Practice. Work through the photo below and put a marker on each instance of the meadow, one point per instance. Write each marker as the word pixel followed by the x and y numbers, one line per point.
...
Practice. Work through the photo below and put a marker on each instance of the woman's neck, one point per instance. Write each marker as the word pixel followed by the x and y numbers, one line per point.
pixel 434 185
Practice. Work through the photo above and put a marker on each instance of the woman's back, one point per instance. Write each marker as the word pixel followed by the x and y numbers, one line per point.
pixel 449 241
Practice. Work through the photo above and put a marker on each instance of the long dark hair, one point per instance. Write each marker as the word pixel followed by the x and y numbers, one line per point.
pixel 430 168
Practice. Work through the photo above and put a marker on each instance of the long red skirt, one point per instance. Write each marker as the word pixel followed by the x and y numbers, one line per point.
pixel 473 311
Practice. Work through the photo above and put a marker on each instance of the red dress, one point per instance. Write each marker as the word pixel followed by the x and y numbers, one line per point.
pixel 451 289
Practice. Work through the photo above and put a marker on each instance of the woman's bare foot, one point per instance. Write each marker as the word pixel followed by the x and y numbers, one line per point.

• **GIVEN REQUEST**
Render the part of the records that opens with the line containing "woman's back, one" and closes with the line containing "the woman's bare", both lines included, as a JSON list of strings with one string per line and blank lines left out.

• **SOLUTION FOR THIS TASK**
[
  "Practice. Work through the photo above and put a marker on each instance of the woman's back, one point per instance. Write each marker as the word pixel followed by the x and y numbers, one line per point.",
  "pixel 449 241",
  "Practice. Work through the photo above and put a marker on each instance of the long dark hair, one point per instance. Write each marker as the word pixel followed by the x and y numbers, one line per point.",
  "pixel 430 168",
  "Practice. Work through the photo above and put a marker on each instance of the long red skirt, one point per instance. Write each marker as the word pixel followed by the x and y numbers, one line per point.",
  "pixel 473 311",
  "Practice. Work through the photo above and put a marker on each instance of the red dress, one point per instance. Write each marker as the word pixel followed by the x and y numbers, one line per point.",
  "pixel 451 289",
  "Practice. Work through the photo above and put a marker on each instance of the woman's bare foot, one point per instance. Write each marker as the word pixel followed by the x and y numbers, one line per point."
]